**STATED PROBLEM**: Rewrite the stretch of data from its start through the line that contains "<point>902,188</point>", keeping every request and sample line as is. Add 104 to each coordinate in the answers only.

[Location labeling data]
>> START

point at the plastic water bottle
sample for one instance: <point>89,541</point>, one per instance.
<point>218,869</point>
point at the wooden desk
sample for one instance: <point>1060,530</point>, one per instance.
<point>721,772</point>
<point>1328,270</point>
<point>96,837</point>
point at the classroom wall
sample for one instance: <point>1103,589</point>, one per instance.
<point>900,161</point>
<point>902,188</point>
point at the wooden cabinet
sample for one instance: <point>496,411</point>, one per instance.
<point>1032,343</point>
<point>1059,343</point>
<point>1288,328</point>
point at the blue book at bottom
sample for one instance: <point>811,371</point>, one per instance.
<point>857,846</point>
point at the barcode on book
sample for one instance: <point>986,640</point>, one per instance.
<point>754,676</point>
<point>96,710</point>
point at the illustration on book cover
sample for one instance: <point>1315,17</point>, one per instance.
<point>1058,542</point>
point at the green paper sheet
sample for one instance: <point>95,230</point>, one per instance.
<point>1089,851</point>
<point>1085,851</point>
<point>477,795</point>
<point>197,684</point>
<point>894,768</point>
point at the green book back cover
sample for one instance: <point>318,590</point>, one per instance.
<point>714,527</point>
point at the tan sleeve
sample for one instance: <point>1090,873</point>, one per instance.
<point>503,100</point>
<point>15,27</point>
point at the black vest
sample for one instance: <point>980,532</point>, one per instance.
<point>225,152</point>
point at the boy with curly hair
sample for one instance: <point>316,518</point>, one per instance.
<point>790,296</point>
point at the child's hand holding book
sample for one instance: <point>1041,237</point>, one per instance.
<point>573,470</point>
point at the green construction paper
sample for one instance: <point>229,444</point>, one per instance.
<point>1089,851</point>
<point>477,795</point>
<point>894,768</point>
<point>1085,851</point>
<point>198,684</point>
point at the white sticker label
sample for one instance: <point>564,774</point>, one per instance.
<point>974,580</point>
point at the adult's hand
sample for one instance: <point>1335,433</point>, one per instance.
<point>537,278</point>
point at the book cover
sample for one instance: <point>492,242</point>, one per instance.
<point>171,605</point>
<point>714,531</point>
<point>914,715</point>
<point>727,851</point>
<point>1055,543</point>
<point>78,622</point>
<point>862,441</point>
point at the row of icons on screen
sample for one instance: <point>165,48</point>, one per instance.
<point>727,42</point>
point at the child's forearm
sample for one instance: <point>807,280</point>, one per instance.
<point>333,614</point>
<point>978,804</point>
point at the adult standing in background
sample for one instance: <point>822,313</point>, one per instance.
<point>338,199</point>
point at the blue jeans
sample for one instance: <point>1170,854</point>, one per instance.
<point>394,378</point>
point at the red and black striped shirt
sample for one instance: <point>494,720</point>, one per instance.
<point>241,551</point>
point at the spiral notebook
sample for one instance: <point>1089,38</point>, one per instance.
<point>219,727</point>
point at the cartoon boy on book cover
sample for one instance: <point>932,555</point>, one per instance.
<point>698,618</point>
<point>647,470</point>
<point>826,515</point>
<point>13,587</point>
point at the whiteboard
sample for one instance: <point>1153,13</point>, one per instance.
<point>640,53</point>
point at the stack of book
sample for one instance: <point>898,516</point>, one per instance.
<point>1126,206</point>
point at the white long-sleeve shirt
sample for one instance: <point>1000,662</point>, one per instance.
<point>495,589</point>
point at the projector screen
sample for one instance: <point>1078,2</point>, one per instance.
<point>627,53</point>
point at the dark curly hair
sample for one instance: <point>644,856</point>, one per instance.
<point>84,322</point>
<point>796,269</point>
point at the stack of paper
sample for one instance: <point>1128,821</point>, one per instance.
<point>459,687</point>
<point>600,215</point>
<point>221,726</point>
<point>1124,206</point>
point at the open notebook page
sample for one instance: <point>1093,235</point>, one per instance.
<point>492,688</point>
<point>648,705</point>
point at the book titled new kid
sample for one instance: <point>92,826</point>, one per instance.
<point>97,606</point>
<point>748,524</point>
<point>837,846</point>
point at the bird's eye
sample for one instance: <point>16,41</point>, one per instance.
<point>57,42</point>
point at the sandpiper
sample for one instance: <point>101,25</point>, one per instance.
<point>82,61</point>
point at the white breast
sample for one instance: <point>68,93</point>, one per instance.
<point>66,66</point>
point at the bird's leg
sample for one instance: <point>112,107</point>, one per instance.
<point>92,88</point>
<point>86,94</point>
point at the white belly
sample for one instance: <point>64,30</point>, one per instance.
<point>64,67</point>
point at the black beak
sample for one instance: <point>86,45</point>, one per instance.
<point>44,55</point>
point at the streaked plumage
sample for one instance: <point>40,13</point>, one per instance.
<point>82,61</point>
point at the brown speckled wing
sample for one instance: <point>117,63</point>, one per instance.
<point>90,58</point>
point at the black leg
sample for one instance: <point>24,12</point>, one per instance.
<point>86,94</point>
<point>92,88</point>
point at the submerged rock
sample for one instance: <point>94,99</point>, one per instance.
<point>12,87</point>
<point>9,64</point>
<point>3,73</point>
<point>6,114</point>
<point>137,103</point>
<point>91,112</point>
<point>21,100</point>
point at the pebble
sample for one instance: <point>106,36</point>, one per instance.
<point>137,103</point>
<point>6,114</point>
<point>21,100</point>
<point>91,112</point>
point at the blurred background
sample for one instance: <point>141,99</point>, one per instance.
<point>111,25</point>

>> END

**ANSWER**:
point at the plastic water bottle
sample for one instance: <point>89,541</point>, one per instance.
<point>322,973</point>
point at the wooden desk
sample for one instance: <point>1060,530</point>, one per instance.
<point>825,876</point>
<point>1432,374</point>
<point>200,941</point>
point at the classroom wall
sample for one instance: <point>1103,589</point>, one per instance.
<point>1004,265</point>
<point>1006,292</point>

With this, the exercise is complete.